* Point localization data
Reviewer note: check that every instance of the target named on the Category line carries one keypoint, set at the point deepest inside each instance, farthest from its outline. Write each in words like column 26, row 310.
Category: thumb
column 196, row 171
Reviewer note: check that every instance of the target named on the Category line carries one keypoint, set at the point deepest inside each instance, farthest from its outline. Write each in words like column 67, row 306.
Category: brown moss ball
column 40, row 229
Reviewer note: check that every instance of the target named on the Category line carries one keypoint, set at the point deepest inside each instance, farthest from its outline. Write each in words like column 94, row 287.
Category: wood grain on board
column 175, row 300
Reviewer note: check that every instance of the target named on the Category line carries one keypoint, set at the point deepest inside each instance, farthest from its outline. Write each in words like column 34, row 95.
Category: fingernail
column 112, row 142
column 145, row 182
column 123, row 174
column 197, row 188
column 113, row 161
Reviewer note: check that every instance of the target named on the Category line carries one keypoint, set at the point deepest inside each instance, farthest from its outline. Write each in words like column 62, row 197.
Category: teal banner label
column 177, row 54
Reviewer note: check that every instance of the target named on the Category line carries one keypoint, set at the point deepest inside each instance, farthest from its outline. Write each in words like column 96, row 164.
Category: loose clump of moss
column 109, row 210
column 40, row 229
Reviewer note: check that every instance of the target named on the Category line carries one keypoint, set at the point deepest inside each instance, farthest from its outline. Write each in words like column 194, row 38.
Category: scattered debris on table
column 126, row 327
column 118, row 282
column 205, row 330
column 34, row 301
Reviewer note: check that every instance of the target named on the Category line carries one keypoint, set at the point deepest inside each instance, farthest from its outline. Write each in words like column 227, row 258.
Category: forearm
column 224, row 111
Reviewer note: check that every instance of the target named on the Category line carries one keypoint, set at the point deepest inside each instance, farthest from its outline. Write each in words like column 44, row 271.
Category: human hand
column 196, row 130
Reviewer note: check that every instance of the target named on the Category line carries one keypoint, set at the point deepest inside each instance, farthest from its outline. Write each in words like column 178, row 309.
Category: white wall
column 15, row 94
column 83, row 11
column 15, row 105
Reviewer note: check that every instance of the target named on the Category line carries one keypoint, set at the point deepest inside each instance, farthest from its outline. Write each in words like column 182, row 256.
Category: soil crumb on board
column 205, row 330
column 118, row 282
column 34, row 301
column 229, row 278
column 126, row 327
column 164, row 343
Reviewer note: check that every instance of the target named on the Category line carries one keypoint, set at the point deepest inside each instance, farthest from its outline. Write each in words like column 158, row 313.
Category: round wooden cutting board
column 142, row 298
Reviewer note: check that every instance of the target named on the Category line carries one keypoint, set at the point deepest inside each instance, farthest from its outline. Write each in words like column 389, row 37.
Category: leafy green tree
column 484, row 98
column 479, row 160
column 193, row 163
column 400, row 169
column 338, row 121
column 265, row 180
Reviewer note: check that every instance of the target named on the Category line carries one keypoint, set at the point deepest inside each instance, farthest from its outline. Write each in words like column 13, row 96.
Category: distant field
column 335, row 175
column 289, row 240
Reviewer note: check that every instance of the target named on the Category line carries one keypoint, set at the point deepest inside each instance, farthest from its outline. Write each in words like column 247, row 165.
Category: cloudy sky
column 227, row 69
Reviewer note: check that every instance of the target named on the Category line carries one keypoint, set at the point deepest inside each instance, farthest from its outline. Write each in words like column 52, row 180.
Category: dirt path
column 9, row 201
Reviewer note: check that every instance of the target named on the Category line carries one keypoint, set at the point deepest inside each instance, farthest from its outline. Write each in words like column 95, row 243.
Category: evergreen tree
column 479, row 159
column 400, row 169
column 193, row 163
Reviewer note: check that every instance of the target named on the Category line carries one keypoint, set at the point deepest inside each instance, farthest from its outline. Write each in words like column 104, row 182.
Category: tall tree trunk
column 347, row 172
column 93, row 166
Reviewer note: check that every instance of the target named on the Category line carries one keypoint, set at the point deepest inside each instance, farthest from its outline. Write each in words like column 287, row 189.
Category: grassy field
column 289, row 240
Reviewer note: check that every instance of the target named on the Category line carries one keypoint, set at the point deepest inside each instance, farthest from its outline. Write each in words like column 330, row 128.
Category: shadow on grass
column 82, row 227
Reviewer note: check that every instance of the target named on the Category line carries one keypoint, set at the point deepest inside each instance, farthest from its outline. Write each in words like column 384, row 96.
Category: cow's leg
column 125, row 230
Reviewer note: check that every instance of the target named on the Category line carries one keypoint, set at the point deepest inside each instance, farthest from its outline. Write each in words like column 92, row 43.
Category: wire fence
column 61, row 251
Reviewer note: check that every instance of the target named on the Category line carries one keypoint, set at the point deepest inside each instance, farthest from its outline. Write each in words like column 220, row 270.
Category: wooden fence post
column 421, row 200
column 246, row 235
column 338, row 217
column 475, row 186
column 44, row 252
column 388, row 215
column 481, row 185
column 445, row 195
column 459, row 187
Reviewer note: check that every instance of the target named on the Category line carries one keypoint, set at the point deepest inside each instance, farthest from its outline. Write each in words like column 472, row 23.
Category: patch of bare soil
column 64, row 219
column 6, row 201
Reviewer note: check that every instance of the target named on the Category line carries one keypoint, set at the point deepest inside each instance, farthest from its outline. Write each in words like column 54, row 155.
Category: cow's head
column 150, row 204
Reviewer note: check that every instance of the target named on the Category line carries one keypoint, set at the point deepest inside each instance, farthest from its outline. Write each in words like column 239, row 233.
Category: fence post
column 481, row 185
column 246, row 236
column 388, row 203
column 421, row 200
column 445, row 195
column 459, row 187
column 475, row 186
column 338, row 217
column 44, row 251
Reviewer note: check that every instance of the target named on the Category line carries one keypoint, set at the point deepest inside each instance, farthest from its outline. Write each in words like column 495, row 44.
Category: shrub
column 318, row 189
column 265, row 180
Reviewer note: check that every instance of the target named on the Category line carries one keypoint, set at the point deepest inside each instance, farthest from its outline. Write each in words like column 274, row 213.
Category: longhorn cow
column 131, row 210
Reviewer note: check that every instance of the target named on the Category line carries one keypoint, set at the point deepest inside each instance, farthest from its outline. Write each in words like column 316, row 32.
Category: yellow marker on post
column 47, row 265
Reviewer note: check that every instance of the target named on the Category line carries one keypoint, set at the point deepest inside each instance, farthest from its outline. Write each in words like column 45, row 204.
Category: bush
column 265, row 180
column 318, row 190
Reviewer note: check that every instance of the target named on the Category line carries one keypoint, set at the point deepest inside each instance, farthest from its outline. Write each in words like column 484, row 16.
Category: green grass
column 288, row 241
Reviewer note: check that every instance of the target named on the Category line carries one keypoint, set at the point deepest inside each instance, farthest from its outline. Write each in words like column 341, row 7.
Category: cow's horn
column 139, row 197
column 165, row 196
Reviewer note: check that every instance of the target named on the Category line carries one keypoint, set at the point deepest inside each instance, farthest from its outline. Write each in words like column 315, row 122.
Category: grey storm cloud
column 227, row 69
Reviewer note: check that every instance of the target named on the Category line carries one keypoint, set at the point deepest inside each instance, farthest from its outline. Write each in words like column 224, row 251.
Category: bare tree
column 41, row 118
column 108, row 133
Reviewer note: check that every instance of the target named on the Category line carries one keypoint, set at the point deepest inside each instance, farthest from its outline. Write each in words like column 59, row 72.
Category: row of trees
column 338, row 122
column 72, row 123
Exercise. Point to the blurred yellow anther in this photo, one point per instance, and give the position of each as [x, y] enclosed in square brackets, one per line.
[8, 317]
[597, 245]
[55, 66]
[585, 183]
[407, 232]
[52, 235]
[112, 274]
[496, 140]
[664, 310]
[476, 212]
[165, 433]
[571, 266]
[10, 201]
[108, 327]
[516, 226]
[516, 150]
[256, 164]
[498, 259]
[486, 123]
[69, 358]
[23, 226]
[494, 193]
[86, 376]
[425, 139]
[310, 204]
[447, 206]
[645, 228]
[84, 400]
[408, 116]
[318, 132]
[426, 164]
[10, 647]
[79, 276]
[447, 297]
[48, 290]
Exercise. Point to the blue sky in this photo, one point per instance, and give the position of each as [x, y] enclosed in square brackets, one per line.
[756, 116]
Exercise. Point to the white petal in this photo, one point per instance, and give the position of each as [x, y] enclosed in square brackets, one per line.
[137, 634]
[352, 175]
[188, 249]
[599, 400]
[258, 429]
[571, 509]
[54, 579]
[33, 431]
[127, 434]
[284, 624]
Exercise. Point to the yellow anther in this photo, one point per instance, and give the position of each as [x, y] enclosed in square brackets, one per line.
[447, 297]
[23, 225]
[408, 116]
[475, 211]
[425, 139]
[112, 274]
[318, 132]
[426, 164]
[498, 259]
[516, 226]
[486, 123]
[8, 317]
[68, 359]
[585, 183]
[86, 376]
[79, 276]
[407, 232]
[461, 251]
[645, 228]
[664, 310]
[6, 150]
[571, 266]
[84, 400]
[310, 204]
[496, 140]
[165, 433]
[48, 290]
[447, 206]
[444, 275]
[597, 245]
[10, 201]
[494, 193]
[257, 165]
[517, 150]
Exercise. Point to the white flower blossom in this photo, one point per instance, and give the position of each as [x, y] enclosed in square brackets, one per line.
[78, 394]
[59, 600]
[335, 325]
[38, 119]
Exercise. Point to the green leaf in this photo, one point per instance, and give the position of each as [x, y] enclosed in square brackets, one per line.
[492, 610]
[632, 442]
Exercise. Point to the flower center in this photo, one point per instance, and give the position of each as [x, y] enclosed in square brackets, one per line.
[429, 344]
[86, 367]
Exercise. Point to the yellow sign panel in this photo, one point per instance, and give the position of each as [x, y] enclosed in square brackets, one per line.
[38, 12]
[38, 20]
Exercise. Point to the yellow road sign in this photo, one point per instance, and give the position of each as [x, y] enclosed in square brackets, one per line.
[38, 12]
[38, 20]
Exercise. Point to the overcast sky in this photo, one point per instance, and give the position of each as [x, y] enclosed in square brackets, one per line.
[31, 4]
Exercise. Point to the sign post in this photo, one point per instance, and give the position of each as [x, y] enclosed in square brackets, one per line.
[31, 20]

...

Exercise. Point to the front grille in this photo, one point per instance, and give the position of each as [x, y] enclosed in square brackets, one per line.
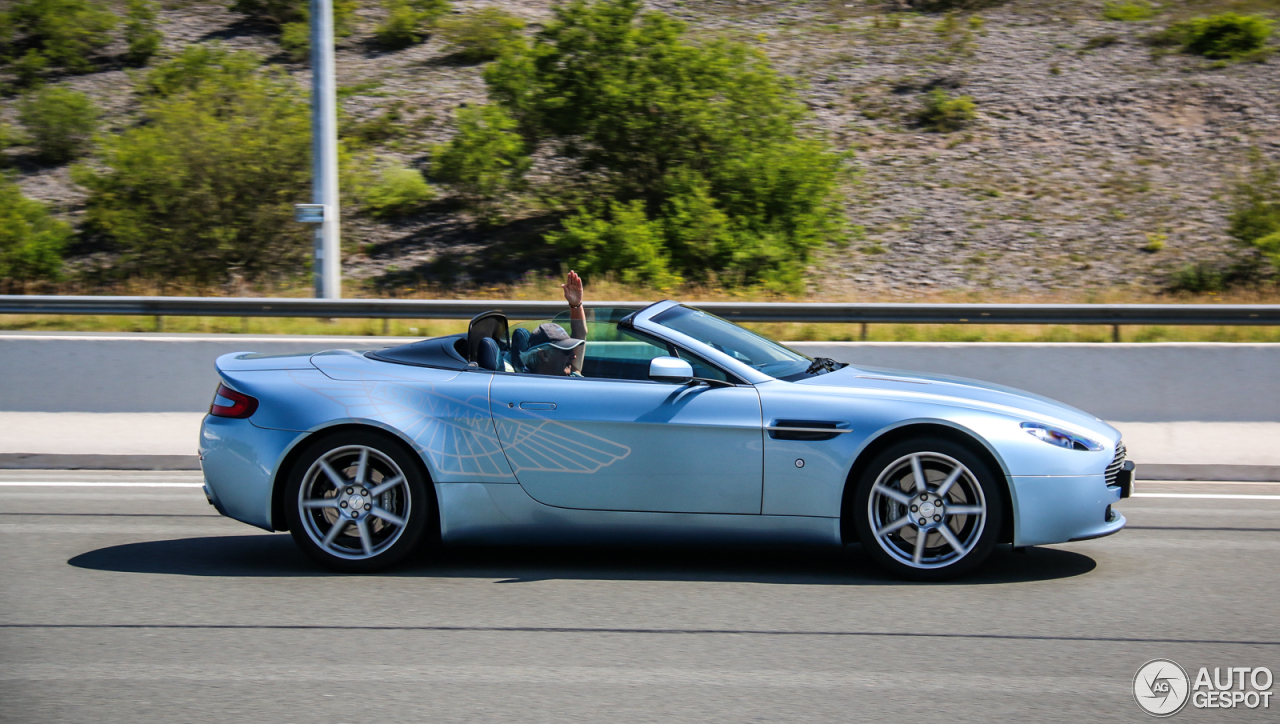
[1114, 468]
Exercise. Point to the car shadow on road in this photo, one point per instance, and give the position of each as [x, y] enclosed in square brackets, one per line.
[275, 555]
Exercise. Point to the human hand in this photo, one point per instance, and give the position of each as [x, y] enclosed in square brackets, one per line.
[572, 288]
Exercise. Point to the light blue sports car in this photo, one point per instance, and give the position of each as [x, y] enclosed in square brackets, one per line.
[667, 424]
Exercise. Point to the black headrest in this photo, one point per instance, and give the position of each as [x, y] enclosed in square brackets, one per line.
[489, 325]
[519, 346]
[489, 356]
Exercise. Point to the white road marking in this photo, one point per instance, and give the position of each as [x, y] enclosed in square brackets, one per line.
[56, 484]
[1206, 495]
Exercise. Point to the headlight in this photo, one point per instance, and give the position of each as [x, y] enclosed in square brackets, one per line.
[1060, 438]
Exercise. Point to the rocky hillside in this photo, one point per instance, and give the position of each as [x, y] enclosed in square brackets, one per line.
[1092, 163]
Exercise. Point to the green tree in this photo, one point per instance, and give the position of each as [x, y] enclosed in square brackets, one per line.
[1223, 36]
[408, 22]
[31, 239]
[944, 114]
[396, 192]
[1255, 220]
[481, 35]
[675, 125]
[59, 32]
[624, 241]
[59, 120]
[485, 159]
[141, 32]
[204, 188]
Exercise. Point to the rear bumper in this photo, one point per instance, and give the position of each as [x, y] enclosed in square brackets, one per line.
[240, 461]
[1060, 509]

* Exercise brief
Write down, word for word, the lines above from the one containing "Category: white wall" through the one containing "389, row 37.", both ends included.

* Answer
Category: white wall
column 15, row 94
column 83, row 11
column 15, row 105
Reviewer note: check that every instance of the target named on the Category line carries one keypoint, set at the point deepest inside each instance, farthest from its outline. Write each in words like column 182, row 256.
Category: soil crumb on board
column 205, row 330
column 118, row 282
column 34, row 301
column 229, row 278
column 126, row 327
column 164, row 343
Reviewer note: check that every instance of the target named on the Category line carries one keypoint, set at the point deepest inside each instance, farthest from its outline. Write each in words like column 158, row 313.
Category: round wooden cutting board
column 142, row 298
Reviewer note: check that every instance of the target named on the Category line carries one keypoint, set at the point deepest inside each instance, farthest from its outline. Write each in words like column 389, row 37.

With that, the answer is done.